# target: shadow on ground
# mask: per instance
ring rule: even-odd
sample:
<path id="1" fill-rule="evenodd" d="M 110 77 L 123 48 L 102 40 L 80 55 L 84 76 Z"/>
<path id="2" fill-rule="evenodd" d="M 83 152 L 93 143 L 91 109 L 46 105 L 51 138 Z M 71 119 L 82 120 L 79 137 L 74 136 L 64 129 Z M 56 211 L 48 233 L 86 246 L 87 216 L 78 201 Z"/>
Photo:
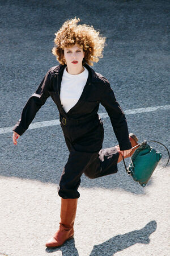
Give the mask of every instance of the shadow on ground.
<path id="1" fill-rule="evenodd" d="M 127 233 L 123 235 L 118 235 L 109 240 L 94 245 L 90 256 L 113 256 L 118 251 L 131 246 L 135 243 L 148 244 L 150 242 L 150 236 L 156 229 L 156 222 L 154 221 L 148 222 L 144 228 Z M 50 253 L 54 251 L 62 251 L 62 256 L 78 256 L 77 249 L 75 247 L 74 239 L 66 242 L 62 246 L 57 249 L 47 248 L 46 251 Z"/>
--
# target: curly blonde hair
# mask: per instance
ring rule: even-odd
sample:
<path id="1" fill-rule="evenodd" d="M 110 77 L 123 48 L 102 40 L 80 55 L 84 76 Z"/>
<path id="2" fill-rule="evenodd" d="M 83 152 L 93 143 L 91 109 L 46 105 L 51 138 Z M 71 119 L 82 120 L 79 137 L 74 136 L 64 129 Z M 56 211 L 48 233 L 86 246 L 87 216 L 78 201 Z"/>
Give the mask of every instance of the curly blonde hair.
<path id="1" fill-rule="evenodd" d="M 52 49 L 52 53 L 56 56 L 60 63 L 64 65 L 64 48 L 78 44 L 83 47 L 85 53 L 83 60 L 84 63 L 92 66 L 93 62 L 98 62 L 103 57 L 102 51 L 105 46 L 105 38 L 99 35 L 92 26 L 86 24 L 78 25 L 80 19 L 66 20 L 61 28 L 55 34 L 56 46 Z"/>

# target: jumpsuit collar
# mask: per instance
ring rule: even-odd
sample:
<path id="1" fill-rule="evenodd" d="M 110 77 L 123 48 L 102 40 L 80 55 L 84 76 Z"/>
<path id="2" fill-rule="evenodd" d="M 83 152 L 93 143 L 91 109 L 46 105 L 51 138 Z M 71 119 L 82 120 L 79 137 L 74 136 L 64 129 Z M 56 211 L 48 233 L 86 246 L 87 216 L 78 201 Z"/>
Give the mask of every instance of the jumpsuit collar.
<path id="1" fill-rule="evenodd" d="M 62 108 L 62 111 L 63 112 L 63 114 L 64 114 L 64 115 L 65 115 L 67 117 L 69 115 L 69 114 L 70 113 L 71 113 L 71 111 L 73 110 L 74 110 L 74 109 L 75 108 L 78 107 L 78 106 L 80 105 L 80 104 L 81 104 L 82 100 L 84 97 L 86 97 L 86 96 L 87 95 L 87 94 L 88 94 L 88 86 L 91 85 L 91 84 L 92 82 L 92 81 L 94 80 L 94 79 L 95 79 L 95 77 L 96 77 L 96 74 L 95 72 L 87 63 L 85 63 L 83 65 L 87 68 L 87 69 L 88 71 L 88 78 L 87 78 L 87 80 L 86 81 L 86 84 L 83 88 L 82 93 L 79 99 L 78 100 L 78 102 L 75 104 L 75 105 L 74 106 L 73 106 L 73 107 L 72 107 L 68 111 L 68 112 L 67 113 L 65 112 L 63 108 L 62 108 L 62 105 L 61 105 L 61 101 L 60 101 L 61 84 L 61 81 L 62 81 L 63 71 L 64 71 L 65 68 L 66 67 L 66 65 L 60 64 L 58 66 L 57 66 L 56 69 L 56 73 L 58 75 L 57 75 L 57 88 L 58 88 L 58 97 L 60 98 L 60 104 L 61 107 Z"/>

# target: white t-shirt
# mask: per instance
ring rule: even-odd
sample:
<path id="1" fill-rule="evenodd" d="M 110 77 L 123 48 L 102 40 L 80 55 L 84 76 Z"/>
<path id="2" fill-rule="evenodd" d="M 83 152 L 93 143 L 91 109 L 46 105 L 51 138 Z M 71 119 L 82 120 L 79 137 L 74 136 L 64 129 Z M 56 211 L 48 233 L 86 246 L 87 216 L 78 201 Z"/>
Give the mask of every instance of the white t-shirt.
* * *
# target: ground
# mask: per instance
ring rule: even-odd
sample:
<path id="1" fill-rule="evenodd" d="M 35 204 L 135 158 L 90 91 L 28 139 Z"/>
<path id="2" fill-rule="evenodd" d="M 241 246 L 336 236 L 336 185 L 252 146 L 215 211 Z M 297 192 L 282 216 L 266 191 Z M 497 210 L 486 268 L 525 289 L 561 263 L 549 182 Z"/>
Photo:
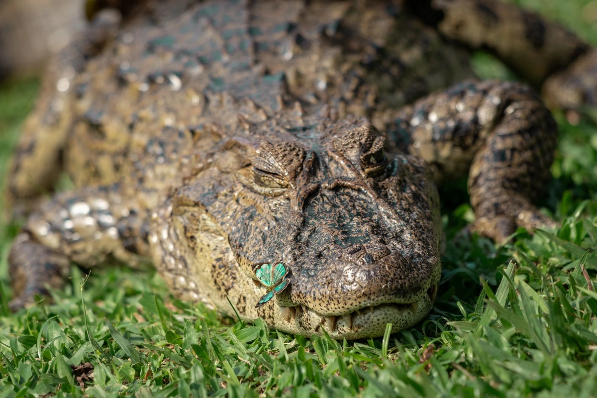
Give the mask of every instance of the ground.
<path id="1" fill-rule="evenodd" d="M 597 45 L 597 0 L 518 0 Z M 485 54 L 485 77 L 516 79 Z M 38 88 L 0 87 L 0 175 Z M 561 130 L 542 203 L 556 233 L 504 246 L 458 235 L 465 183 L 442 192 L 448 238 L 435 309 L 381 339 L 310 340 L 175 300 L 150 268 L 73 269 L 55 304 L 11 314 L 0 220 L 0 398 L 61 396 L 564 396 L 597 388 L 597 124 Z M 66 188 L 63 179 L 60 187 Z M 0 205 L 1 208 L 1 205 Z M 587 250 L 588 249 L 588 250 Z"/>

What this task involves: Transcribe the records from the line with "# target: shadow on ground" to the line with "127 233 L 123", both lines included, character for character. Omit the pictures from your answer.

Result of this task:
# target: shadow on ground
# mask: per instance
ring rule: even-odd
sample:
<path id="1" fill-rule="evenodd" d="M 110 77 L 123 48 L 102 40 L 80 55 L 84 76 Z"/>
<path id="2" fill-rule="evenodd" d="M 83 152 L 93 143 L 91 109 L 46 105 L 51 138 Z M 71 119 L 82 120 L 79 137 L 74 136 L 64 129 Z M 56 211 L 48 233 L 86 246 L 87 216 L 78 201 Z"/>
Photo:
Give the mask of every instance of the shadow on ground.
<path id="1" fill-rule="evenodd" d="M 127 233 L 123 235 L 118 235 L 109 240 L 94 245 L 90 256 L 113 256 L 118 251 L 131 246 L 135 243 L 148 244 L 150 242 L 150 236 L 156 229 L 156 222 L 154 221 L 148 222 L 144 228 Z M 50 253 L 54 251 L 62 251 L 62 256 L 78 256 L 77 249 L 75 247 L 74 239 L 66 242 L 62 246 L 57 249 L 47 248 L 46 251 Z"/>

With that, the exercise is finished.